▶ _Items listed in a dataset_:
Start of Block

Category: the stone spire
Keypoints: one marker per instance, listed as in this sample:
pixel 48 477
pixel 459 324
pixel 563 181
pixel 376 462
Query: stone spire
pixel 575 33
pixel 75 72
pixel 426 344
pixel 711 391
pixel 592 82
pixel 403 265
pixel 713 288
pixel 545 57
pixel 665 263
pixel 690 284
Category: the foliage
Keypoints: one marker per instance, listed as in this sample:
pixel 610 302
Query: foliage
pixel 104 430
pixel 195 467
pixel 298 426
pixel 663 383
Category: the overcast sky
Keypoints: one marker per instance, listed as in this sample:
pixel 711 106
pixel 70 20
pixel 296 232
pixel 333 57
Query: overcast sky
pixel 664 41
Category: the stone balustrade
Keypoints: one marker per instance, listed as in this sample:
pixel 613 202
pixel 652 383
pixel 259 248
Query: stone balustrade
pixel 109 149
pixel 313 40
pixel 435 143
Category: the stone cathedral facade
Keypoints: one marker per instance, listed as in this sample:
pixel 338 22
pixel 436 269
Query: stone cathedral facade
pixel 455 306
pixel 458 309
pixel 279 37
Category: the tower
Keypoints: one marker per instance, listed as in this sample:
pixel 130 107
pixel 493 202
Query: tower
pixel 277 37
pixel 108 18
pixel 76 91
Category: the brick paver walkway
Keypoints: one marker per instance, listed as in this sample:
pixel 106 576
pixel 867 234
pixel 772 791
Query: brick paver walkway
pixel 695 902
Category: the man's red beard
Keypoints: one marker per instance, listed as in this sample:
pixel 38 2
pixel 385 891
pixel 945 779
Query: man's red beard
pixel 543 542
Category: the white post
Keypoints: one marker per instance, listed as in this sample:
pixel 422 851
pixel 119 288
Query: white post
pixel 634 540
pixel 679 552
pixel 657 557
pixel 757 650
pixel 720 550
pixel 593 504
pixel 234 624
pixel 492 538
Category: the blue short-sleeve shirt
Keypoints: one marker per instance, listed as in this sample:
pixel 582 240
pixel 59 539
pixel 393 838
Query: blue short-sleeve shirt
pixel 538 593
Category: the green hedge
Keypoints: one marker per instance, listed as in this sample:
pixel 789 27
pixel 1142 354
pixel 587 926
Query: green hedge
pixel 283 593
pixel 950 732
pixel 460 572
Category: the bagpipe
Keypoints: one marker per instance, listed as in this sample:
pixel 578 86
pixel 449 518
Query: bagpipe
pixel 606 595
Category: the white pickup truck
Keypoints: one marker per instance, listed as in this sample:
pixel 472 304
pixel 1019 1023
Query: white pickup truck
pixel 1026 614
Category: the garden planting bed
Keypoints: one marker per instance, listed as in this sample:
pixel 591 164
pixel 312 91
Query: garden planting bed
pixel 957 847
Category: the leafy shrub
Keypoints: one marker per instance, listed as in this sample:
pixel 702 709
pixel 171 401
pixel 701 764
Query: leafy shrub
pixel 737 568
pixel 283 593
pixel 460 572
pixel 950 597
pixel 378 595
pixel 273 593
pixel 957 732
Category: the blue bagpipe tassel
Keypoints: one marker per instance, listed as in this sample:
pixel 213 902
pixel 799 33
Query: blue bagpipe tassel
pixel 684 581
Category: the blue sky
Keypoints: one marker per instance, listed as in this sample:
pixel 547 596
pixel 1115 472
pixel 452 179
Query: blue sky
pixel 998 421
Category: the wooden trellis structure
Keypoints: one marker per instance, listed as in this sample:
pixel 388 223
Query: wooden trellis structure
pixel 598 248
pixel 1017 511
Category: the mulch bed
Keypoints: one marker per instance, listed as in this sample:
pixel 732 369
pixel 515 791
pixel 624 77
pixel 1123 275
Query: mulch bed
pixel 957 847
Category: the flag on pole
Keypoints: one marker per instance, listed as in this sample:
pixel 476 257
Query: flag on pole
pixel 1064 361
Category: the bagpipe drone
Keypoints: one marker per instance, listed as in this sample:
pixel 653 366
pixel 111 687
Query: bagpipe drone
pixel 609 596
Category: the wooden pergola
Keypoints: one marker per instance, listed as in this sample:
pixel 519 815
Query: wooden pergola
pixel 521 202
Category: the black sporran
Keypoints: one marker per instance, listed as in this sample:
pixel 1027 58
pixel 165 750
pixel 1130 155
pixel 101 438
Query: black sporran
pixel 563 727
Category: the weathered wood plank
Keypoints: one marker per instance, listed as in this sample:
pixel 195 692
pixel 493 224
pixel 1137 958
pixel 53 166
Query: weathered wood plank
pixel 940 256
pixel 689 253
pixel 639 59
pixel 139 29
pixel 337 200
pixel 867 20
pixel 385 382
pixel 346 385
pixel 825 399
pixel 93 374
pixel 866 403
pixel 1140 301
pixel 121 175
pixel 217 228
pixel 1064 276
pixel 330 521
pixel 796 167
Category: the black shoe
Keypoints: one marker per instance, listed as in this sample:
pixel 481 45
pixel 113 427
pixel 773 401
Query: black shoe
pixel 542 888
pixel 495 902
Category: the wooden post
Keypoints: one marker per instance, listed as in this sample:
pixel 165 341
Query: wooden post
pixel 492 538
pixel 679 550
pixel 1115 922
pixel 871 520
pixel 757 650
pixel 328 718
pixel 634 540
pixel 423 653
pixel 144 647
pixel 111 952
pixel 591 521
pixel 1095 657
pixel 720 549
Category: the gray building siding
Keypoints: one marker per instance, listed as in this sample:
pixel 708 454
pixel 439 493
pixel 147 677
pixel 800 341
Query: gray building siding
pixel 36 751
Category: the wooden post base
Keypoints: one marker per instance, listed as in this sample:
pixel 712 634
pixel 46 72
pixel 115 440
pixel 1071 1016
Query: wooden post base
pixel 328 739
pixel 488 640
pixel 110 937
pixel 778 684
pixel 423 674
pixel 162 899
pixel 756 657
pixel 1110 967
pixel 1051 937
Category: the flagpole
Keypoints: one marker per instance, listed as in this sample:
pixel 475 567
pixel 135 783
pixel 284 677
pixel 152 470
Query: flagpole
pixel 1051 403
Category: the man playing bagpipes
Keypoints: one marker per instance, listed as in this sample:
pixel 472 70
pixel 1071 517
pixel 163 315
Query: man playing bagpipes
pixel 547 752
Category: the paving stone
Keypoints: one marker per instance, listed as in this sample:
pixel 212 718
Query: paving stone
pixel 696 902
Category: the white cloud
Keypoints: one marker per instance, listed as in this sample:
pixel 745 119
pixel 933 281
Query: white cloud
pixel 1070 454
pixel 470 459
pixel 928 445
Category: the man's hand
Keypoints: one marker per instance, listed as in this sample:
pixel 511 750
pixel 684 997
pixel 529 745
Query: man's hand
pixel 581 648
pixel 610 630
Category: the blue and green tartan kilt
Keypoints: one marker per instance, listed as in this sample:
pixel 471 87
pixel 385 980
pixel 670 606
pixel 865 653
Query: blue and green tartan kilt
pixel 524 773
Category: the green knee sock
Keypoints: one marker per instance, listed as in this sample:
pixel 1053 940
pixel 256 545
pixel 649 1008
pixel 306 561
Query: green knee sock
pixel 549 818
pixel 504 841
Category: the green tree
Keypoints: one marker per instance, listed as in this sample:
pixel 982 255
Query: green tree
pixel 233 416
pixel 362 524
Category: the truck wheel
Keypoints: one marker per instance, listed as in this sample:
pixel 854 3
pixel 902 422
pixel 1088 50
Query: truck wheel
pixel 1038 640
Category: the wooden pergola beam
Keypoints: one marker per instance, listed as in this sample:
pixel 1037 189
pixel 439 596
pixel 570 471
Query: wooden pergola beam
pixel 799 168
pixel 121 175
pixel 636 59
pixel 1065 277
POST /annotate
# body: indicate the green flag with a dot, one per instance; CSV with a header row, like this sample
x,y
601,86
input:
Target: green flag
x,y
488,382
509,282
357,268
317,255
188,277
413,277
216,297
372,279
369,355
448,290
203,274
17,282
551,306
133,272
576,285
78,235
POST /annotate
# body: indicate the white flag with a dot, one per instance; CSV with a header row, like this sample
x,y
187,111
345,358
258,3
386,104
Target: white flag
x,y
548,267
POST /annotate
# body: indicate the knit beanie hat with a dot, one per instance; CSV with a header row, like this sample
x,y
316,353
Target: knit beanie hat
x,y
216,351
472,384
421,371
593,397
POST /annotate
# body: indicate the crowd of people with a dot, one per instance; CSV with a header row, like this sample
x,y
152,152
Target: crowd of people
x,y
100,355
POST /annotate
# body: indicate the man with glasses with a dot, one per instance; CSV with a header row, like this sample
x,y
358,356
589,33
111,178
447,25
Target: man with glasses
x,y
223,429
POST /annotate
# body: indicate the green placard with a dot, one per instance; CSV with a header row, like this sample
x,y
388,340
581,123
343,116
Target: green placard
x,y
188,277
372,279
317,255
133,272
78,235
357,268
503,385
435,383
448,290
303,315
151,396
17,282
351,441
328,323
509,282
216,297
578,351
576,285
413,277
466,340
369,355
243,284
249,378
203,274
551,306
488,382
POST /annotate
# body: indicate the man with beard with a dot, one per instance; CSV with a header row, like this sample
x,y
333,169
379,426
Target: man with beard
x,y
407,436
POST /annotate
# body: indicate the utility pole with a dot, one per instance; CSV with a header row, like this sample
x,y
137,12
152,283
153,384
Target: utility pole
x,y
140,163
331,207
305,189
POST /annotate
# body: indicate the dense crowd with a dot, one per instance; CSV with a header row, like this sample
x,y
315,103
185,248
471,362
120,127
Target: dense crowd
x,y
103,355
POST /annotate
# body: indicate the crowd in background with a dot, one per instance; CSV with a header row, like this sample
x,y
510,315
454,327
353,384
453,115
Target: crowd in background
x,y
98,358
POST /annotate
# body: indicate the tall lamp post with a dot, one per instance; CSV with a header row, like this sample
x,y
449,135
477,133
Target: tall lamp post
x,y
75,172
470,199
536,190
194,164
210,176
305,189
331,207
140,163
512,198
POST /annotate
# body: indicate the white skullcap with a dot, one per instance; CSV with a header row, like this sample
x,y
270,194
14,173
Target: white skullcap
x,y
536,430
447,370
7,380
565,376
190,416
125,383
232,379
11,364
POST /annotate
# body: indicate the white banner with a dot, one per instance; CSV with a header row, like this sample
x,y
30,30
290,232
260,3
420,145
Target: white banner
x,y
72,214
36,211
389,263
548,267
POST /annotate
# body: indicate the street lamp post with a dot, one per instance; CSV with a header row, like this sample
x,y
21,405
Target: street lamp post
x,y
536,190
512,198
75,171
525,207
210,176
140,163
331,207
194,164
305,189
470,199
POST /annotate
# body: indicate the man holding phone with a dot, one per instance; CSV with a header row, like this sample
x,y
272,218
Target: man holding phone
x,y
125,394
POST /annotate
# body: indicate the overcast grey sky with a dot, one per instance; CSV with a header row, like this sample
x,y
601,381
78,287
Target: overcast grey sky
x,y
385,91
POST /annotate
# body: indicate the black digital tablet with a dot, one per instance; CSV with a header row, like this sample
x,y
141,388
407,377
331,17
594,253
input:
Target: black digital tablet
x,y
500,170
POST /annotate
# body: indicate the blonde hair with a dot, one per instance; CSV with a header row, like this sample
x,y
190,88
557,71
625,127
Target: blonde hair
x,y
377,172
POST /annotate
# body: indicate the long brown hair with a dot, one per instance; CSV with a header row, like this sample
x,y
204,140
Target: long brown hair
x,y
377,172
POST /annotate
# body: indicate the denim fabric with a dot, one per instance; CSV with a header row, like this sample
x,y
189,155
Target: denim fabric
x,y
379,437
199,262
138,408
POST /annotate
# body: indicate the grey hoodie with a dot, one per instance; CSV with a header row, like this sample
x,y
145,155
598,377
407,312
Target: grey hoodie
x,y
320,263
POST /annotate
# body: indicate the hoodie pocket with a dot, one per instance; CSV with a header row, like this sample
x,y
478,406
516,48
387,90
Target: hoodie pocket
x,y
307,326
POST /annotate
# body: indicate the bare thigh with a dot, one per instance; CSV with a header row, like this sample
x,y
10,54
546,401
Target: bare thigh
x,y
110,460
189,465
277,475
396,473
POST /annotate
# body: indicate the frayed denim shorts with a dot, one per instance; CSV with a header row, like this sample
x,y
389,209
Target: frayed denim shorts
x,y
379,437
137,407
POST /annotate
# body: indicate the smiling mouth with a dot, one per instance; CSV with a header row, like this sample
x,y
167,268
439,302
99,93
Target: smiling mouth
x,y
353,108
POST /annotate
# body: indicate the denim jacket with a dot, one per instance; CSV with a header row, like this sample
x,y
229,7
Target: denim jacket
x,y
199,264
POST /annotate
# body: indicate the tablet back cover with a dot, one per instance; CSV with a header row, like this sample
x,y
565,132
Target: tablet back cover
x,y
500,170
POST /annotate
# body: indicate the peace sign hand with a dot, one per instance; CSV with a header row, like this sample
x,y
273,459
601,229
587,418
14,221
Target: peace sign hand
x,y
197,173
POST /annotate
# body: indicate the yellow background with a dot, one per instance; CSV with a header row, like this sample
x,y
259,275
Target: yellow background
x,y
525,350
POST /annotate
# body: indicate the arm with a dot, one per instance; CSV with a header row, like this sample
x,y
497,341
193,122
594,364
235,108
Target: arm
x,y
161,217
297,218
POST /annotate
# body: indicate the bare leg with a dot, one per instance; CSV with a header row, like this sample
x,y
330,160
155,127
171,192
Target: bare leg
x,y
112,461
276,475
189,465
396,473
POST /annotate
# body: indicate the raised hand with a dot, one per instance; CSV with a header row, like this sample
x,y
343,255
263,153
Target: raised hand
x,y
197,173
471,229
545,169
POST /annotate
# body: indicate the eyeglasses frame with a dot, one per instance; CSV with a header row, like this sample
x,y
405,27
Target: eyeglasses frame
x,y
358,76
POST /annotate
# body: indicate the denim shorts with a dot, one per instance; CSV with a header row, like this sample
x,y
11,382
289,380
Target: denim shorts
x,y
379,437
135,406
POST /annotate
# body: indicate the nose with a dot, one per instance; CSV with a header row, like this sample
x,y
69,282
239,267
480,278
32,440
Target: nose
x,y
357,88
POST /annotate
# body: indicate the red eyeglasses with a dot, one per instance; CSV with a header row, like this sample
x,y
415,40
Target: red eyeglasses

End of Block

▶ _INSTRUCTIONS TO FOLLOW_:
Transcribe the records above exactly, beginning at the line that contains "pixel 213 902" and ending with the line that contains "pixel 53 166", both included, and nothing else.

▶ _EXERCISE OUTPUT_:
pixel 213 902
pixel 799 33
Query: blue bagpipe tassel
pixel 684 581
Category: the blue sky
Keypoints: one marker per instance, listed as in this sample:
pixel 547 596
pixel 1115 472
pixel 452 179
Query: blue sky
pixel 998 421
Category: the wooden trellis structure
Keypoints: one marker per instance, listed as in this sample:
pixel 388 223
Query: wooden trellis structure
pixel 598 248
pixel 1017 511
Category: the mulch bed
Keypoints: one marker per instance, listed as in this sample:
pixel 732 369
pixel 515 791
pixel 624 77
pixel 1123 275
Query: mulch bed
pixel 957 847
Category: the flag on pole
Keypoints: one marker per instance, listed as in this sample:
pixel 476 257
Query: flag on pole
pixel 1064 361
Category: the bagpipe drone
Keypoints: one marker per instance, listed as in this sample:
pixel 653 366
pixel 111 687
Query: bagpipe drone
pixel 609 596
Category: the wooden pergola
Keypoints: one marker per instance, listed as in this sample:
pixel 519 815
Query: wooden pergola
pixel 521 202
Category: the black sporran
Keypoints: one marker per instance, listed as in this sample:
pixel 1027 58
pixel 165 750
pixel 1130 155
pixel 101 438
Query: black sporran
pixel 563 727
Category: the weathered wood plank
Keypoints: one marker per instance, listed as in this sample:
pixel 195 692
pixel 493 224
pixel 1137 958
pixel 53 166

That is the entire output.